LITIGATION 101: ARKANSAS INSURANCE LAW
Feb. 26, 2016
What is uninsured/underinsured motorist coverage?
These kinds of insurance coverage were developed to help injured drivers and passengers take care of medical bills and other damages where another party was at fault but where that party’s insurance coverage was lacking, either in part or in full.
Uninsured and underinsured insurance coverage are similar – in that they both are designed to compensate an individual who is injured by another person’s vehicular negligence.
Studies show that roughly 14% of drivers in the U.S. are uninsured. As a result, uninsured coverage is somewhat more common than underinsured coverage.
Sometimes referred to as “UIM” coverage, Arkansas allows for the recovery of a 12% penalty plus attorney fees in the event an insurance company wrongfully refuses to pay the appropriate UIM coverage to a policy owner.

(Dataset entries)
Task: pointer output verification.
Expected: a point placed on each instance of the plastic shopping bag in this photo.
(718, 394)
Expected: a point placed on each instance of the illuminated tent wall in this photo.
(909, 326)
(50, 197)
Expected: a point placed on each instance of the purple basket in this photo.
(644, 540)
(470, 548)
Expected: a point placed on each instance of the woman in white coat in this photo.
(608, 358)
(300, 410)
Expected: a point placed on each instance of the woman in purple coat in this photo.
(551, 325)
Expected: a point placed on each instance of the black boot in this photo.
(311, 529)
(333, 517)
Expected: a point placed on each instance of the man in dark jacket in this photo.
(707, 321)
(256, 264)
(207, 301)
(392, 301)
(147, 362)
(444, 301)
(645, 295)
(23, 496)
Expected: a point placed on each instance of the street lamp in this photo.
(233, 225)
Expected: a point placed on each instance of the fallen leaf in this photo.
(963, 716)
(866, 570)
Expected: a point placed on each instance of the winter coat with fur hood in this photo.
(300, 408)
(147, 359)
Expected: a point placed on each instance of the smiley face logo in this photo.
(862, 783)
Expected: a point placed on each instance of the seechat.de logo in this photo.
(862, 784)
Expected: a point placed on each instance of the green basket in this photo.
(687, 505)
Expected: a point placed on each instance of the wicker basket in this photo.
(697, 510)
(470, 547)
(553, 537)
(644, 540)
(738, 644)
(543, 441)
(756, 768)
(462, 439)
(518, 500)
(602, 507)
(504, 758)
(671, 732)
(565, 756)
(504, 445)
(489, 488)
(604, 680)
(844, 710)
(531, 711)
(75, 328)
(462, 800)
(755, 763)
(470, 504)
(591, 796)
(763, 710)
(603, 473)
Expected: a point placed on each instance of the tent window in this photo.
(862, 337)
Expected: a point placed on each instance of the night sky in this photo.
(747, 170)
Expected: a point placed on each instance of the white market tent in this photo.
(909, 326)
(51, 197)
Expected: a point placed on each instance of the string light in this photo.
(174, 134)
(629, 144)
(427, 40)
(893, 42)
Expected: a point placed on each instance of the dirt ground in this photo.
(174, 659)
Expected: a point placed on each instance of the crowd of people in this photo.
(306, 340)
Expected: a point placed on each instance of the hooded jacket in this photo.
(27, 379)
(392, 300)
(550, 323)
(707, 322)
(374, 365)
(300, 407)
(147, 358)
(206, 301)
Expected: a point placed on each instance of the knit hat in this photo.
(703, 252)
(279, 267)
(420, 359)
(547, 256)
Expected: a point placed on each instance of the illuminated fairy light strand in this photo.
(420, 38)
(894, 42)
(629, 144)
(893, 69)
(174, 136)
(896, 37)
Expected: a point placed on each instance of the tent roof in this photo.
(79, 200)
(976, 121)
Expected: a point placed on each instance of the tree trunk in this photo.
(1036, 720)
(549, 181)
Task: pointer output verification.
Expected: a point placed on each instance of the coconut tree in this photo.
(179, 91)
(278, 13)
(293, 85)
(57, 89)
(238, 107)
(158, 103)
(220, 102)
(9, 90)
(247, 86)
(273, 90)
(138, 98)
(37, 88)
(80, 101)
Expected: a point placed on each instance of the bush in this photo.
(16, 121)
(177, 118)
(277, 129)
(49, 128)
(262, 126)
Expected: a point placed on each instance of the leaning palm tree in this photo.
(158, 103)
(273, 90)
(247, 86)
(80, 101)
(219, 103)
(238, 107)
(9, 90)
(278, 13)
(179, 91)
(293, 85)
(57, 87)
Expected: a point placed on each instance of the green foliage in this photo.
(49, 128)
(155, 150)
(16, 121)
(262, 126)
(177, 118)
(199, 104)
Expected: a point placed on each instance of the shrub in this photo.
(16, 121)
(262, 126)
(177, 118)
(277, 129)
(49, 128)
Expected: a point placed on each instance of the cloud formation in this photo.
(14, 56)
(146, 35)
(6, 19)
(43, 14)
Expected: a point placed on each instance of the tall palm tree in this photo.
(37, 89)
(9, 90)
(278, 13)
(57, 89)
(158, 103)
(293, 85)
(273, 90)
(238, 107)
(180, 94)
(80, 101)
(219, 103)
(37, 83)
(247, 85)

__Exercise requirements__. According to the article on Arkansas insurance law, roughly what percentage of U.S. drivers are uninsured?

__The completed task__. Roughly 14%.